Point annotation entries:
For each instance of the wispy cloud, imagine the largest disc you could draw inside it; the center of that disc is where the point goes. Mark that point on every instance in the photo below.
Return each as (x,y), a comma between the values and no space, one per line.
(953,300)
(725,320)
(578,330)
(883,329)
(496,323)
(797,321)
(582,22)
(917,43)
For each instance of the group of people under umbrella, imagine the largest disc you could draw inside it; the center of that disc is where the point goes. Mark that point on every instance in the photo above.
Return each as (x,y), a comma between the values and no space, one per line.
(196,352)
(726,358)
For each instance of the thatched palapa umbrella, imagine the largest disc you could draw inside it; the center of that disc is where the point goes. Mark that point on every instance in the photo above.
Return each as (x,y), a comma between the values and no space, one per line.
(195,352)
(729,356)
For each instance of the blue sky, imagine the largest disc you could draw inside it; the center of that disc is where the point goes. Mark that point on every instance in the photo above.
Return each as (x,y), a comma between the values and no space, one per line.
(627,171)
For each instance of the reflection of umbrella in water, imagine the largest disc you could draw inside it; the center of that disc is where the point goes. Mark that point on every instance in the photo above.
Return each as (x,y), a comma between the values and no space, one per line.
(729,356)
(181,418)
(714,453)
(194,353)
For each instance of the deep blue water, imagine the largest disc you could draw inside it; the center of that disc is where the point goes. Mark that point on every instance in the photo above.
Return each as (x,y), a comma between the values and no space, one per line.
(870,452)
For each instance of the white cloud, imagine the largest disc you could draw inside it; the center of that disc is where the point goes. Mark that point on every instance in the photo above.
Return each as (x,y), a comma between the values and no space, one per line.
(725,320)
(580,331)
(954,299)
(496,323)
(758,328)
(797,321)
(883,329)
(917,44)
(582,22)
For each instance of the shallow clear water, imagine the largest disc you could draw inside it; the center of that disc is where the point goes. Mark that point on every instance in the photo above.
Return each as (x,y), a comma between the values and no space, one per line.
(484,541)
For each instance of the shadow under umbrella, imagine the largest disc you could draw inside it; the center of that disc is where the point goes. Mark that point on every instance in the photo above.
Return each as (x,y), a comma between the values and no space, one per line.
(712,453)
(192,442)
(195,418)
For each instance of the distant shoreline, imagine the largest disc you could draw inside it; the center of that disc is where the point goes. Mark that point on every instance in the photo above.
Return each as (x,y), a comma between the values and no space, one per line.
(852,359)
==
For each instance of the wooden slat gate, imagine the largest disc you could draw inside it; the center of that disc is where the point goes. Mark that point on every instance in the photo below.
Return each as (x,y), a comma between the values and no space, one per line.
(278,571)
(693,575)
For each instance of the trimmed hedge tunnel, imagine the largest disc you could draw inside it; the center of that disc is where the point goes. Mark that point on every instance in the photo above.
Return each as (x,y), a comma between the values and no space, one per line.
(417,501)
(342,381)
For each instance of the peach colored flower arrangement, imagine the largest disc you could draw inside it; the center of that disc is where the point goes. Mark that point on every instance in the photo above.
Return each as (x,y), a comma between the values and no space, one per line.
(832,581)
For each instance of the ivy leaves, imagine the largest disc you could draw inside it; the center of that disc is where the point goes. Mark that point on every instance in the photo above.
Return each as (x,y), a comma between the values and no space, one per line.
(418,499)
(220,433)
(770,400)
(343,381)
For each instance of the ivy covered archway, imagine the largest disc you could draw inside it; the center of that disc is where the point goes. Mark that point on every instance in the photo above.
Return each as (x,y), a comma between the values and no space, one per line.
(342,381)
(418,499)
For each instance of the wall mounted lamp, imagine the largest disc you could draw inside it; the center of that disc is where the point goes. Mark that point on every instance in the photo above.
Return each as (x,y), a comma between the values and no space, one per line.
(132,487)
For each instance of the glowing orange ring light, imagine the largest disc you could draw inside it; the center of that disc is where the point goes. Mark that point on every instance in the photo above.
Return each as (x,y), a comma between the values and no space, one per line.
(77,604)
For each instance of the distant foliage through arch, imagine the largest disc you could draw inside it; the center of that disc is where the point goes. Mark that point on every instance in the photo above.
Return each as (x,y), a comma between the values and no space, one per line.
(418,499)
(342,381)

## Exercise
Pick out every line in the entries above that contains the word "below", and copy each one.

## Response to this exercise
For each instance of the wispy cloud, imagine the largest disc you could draw inside it; the center of that disc is where the point goes. Mark that point on every instance in the photo below.
For each instance of the wooden slat gate, imagine the largest disc you could draw inside it; the center of that disc is where the point goes. Mark that point on every instance in the photo below.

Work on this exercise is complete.